* _DESCRIPTION OF THE TASK_: Your reply should contain only the line with "May I kindly ask you to find the cloud" and the lines after it through the end of the data, each written out exactly.

─── INPUT MATERIAL

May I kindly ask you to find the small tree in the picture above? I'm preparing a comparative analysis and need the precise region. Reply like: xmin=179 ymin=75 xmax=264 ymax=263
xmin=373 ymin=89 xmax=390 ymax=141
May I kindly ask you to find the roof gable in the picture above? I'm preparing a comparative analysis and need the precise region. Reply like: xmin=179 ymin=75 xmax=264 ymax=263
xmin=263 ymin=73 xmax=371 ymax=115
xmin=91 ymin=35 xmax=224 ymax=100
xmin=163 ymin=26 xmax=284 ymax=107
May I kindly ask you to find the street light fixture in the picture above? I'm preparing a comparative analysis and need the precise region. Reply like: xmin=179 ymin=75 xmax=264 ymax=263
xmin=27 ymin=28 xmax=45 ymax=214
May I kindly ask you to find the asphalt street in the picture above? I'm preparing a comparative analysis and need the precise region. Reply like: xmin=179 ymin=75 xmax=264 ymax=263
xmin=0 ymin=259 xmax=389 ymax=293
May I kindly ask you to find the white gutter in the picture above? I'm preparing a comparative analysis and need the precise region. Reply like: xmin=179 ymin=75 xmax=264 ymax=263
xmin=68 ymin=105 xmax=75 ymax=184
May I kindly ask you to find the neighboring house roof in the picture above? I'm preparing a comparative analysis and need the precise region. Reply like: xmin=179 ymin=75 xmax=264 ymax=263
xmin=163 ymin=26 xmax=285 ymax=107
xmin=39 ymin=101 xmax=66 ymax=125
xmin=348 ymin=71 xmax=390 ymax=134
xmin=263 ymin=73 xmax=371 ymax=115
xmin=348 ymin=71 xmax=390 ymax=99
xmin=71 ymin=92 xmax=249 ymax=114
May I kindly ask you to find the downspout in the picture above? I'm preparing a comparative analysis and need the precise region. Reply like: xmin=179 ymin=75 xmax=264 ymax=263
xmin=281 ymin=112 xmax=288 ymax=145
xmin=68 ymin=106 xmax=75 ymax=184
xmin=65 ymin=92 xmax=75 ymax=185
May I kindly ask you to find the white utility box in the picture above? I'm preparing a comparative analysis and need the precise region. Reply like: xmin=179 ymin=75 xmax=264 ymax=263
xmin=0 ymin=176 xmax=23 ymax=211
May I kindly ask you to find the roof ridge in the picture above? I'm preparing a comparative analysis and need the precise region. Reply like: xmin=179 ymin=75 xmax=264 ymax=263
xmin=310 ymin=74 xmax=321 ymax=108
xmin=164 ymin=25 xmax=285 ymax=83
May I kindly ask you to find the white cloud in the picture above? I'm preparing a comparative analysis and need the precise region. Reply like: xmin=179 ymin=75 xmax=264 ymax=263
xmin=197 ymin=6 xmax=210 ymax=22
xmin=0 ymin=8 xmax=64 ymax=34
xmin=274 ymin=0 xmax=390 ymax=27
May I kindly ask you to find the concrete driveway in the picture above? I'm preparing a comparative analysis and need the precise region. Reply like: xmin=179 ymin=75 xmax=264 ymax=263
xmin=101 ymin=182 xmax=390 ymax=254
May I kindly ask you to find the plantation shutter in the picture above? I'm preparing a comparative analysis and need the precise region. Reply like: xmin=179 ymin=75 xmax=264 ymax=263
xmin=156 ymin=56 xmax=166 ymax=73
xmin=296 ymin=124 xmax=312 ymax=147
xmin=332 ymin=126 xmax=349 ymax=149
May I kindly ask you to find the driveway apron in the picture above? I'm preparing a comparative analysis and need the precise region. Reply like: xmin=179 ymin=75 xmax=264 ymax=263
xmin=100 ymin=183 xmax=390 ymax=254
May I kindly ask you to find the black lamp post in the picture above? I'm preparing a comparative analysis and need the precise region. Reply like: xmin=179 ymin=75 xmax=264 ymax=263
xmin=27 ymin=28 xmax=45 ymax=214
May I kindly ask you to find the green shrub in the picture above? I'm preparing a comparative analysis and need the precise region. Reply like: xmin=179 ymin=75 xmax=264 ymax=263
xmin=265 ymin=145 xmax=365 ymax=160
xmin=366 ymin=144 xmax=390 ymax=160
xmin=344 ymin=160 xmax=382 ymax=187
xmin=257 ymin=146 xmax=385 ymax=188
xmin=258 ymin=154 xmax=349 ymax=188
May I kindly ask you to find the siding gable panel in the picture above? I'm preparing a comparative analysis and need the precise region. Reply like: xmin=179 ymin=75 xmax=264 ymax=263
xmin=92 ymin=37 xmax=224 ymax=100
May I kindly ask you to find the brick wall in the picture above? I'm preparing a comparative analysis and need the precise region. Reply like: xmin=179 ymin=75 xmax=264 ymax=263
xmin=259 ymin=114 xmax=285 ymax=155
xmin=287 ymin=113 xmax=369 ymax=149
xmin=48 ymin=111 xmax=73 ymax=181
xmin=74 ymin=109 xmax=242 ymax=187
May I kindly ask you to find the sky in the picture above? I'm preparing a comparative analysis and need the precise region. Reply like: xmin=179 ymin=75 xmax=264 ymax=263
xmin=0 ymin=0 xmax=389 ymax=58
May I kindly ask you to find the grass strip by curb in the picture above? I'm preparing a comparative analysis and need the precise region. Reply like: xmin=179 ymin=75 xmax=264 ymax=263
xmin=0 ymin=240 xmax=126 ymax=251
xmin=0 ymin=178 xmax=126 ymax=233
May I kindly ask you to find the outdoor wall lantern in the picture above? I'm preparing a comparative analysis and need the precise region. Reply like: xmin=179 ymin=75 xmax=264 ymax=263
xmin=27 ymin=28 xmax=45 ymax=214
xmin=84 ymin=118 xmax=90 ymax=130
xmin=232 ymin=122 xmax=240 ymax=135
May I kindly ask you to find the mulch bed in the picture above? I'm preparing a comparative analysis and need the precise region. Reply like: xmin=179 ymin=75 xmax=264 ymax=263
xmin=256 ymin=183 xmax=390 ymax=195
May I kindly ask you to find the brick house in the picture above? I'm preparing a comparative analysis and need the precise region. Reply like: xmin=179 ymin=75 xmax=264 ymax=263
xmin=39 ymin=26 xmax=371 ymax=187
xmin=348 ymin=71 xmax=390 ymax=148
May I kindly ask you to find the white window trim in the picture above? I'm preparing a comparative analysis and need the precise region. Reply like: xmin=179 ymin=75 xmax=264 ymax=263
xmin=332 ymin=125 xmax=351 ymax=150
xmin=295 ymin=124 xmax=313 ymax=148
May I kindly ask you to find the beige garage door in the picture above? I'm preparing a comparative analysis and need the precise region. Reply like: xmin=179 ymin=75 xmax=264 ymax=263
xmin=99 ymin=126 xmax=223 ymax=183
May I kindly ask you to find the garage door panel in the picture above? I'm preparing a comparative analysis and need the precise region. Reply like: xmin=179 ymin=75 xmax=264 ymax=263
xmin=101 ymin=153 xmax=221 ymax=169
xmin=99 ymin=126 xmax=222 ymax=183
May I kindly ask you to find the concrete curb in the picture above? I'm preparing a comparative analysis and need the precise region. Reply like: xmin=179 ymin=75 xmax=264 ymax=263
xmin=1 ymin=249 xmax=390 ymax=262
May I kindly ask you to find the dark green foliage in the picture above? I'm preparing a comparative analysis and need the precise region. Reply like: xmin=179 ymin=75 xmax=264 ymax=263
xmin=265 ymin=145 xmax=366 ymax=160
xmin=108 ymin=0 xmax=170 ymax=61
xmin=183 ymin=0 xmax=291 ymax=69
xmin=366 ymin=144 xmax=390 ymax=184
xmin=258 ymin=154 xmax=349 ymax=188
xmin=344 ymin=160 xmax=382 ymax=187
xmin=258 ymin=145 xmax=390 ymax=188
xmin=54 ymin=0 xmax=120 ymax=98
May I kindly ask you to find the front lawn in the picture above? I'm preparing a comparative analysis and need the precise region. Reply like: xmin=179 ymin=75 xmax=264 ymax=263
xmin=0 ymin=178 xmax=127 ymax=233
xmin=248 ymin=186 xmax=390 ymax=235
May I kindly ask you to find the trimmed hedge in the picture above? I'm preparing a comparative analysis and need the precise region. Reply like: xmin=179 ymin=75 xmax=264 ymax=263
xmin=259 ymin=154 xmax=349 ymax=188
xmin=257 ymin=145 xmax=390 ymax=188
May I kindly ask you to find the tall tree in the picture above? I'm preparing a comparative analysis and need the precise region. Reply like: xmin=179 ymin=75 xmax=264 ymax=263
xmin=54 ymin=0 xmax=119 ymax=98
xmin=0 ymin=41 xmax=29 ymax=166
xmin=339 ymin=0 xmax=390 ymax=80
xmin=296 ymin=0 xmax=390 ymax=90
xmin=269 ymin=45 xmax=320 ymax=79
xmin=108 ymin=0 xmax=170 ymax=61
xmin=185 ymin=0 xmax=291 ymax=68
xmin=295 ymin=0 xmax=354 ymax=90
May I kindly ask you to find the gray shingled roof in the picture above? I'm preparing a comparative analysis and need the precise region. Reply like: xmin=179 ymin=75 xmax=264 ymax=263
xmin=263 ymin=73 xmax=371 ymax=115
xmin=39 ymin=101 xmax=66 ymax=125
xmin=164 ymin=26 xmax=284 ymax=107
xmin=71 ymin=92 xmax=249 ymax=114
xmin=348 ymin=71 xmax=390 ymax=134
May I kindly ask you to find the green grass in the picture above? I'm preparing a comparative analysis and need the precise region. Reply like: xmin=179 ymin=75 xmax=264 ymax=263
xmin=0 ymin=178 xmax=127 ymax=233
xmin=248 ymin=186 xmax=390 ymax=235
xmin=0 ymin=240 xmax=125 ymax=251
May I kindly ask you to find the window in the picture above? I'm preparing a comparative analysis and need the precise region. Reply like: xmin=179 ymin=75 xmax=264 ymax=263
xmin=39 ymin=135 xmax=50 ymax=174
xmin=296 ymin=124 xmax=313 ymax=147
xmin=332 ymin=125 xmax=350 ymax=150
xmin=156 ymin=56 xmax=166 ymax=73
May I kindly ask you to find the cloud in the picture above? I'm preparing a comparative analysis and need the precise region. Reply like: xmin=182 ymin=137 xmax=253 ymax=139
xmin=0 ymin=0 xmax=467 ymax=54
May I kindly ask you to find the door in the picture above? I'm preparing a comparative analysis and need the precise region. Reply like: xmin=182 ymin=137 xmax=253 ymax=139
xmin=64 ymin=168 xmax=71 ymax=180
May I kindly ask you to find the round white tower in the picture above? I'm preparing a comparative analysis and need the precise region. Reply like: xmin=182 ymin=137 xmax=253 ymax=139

──────

* _ANSWER TO THE EXERCISE_:
May I kindly ask you to find the cloud in the picture above? I'm preparing a comparative analysis and need the precise region. Reply like: xmin=182 ymin=137 xmax=253 ymax=139
xmin=0 ymin=0 xmax=467 ymax=54
May I kindly ask you to find the door in the picture above? I'm preparing a comparative analysis and need the precise region. Reply like: xmin=182 ymin=137 xmax=253 ymax=139
xmin=64 ymin=168 xmax=71 ymax=180
May I kindly ask you to find the round white tower in the picture above? I'm preparing a comparative analysis and need the precise region. Reply like: xmin=182 ymin=137 xmax=253 ymax=139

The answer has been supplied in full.